** Opening DOCUMENT PASSAGE block **


    The only statistically significant risk factors were speaker related—monotonous tone (OR 6.8), tweed jacket (OR 2.1), losing place in the lecture (OR 2.0), poor slides (OP 1.8), and a failure to speak into the microphone (OR 1.7). There was some concern raised by the authors that in particularly monotonous talks, observer inattention or a fugue state was induced by the speakers tone and undercounting of the NOELs may have ensued.

    There were some surprising findings. Lectures that should be intrinsically boring (obscure topics, few data, absent analyses) had unexpectedly low NOEL rates. This was attributed to the bizarreness of the presentation. Speaker factors such as stage wandering, raving, or dropping the microphone also helped keep the physicians awake.

    Having been at hundreds of sports medicine meetings over the past 20 years or so, I have witnessed this phenomenon over and over. In many cases, I have been the NOEL-er. Rarely can I claim jet lag or a previous late night drinking session as the basis of this (mea maxima culpa) but more often than not it is the quality (or lack of quality) of the talk that induces this soporific state.

    We emphasise to our sports medicine trainees the need to gain experience and confidence giving talks. Start with something simple we say. Lectures to other registrars, trainers, coaches, and then local meetings, national meetings, and finally the international stage. That approach can certainly breed confidence but does it bring quality except by default? There is no doubt that some folks are better public speakers than others. Clarity of ideas, interesting topic, clinical experience all factor into this.

    Can we then train conference speakers to be better? This is done in business as a matter of routine. Professional celebrity speakers are trained in these arts and groomed for a lucrative speaking career after they leave their sport or political livelihood. In sports medicine, similar advice is often limited. Conference organizers sometimes send round some paperwork with some general presentation advice when you submit an abstract. This probably gives some detail. I wouldn’t know as I never read it. Straight in the wastepaper bin has been my practice. Unless the information grabs my attention instantly then it is lost in the morass of paper crossing my desk each day. If you want to look at some clever AV work, go to the apple website (www.apple.com) and look at the various online presentations from their CEO, Steve Jobs. He had to invent the AV technology to keep up with his presentations! More importantly look at his slides—layout, information, data—and appreciate a real expert at work.

    I am also continually frustrated by the fact that medical conference presenters are usually set behind a lectern (and standing on the podium for those language nitpickers) with a fixed microphone and a screen that is typically set behind them forcing them to turn around and hence become inaudible. Recently in Prague, we as the conference organizers, had to physically restrain the set up crew from building a stage and screen in the wrong place for our speakers. The set up crew were briefed by the hotel conference management team and were following instructions. What became increasingly clear was the fact that the hotel management team had never given any real thought to the stage layout and speaker requirements.

    Some university departments and larger sports medicine clinics suggest practice talks before the real presentation. Helpful for one’s confidence and timing but not necessarily a path to presentation quality.

    I have often thought that the best talks are given by a person who has (a) a detailed knowledge and experience of the topic being presented, and (b) has organised his or her thoughts on the topic. This latter point cannot exist without the initial understanding of the problem. Furthermore someone who studies a topic inside out often is passionate about it. Passion and enthusiasm comes across to the audience very clearly.

    In the words of that new age guru, Dame Edna Everage, colour and movement is critical. Add knowledge, passion, and good slides, and you have the full package.

** Closing DOCUMENT PASSAGE block **
** Opening RECORDED DATA block **

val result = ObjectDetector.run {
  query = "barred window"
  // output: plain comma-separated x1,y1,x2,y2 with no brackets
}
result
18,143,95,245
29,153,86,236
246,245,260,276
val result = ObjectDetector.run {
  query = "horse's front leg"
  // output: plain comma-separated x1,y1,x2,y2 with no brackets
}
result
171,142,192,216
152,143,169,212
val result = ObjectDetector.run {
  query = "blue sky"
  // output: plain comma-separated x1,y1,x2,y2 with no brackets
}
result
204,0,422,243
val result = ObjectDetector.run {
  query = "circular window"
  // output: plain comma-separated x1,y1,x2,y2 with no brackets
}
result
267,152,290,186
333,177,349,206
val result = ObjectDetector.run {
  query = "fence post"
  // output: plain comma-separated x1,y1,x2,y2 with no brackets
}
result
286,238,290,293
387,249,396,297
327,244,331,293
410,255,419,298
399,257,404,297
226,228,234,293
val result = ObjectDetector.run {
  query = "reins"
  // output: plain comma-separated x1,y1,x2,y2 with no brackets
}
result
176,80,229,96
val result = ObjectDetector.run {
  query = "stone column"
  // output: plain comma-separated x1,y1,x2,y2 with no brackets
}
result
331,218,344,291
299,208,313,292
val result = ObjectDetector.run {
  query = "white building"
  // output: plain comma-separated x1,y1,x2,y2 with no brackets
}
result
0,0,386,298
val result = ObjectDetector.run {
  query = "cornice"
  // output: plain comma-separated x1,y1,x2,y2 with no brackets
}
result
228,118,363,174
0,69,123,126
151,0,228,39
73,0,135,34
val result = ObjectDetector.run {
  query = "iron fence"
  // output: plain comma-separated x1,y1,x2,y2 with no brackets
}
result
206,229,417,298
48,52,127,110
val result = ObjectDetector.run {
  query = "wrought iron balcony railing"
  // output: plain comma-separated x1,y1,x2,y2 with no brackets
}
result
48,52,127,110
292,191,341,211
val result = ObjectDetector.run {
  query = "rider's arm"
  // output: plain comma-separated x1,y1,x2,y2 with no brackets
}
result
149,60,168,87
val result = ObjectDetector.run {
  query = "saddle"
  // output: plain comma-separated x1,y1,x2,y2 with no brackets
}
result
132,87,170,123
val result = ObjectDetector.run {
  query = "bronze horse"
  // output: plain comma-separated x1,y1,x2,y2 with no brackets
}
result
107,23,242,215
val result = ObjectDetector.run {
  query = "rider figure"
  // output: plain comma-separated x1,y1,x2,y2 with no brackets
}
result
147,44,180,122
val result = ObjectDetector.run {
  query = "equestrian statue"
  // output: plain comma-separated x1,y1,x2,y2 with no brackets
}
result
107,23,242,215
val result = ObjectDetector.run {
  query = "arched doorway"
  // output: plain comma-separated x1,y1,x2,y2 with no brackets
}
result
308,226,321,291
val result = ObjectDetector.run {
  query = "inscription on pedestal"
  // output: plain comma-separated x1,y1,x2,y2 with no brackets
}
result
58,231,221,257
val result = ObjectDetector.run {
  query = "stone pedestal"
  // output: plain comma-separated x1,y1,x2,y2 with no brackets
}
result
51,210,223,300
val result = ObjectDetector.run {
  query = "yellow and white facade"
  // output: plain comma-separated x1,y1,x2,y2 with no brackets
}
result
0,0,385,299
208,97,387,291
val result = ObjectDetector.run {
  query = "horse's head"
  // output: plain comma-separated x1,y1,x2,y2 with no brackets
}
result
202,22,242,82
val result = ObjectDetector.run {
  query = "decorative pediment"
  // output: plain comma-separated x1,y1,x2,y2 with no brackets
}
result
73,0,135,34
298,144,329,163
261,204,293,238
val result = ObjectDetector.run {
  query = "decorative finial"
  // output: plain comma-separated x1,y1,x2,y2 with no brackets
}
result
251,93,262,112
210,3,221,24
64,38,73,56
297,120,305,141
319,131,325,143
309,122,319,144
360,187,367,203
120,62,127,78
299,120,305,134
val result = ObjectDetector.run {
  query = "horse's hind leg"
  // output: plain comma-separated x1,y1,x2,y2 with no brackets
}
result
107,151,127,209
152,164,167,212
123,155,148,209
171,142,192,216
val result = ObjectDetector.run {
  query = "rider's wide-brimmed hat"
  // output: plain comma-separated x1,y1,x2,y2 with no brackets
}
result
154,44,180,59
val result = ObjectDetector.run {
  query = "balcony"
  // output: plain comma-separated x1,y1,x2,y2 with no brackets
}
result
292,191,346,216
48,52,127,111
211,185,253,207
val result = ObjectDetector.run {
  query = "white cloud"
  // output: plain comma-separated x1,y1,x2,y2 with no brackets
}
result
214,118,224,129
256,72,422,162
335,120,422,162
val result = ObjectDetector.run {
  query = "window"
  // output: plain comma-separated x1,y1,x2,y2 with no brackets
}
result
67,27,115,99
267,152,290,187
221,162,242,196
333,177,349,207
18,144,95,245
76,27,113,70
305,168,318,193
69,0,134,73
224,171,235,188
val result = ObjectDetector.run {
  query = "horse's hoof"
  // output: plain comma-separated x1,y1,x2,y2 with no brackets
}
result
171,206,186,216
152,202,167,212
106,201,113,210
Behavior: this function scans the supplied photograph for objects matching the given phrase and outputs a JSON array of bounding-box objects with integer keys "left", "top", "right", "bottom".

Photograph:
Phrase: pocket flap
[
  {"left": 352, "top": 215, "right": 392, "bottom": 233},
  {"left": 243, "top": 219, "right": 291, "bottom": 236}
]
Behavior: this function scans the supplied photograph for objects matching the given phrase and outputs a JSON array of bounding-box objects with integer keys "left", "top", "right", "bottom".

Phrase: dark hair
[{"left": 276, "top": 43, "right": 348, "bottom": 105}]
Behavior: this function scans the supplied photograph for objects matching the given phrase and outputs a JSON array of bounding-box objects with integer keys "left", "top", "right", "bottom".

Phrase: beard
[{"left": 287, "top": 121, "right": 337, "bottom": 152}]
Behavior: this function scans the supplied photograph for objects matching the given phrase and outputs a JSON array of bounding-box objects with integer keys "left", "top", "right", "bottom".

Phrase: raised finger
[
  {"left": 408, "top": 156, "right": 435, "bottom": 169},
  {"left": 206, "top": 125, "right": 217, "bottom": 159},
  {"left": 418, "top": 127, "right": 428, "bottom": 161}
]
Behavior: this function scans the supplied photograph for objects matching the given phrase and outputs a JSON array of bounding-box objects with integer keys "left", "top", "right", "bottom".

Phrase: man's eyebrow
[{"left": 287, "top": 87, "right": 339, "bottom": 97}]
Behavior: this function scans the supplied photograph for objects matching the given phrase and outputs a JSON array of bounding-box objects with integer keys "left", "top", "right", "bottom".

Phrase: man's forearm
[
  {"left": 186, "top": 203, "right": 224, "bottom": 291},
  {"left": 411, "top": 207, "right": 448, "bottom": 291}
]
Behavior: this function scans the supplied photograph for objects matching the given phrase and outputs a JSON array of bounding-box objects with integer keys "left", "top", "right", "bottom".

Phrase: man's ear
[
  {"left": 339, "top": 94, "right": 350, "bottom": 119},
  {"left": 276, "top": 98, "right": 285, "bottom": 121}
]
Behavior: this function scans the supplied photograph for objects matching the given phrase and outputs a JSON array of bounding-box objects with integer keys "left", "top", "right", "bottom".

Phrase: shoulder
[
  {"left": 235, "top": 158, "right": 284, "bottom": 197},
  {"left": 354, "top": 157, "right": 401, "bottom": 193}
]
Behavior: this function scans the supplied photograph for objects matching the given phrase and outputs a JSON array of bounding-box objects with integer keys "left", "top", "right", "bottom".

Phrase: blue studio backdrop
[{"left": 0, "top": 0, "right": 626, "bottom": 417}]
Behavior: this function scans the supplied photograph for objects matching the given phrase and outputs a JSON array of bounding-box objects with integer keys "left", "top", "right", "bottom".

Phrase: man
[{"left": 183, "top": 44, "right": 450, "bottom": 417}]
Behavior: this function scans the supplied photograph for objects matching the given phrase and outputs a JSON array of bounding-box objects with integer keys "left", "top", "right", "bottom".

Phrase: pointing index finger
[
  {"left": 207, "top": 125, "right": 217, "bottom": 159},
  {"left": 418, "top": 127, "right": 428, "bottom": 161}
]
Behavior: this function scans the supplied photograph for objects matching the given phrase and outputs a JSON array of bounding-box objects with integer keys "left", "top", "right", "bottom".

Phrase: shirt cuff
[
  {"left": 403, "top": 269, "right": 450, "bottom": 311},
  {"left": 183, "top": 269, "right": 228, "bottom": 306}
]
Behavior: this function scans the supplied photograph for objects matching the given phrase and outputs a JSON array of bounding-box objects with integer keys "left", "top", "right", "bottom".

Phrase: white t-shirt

** Closing RECORDED DATA block **

_YOUR ASSIGNMENT_
In the passage above on sports medicine conference talks, copy everything from "Having been at" down to "this soporific state." word for word.

_PROBLEM SOLUTION_
Having been at hundreds of sports medicine meetings over the past 20 years or so, I have witnessed this phenomenon over and over. In many cases, I have been the NOEL-er. Rarely can I claim jet lag or a previous late night drinking session as the basis of this (mea maxima culpa) but more often than not it is the quality (or lack of quality) of the talk that induces this soporific state.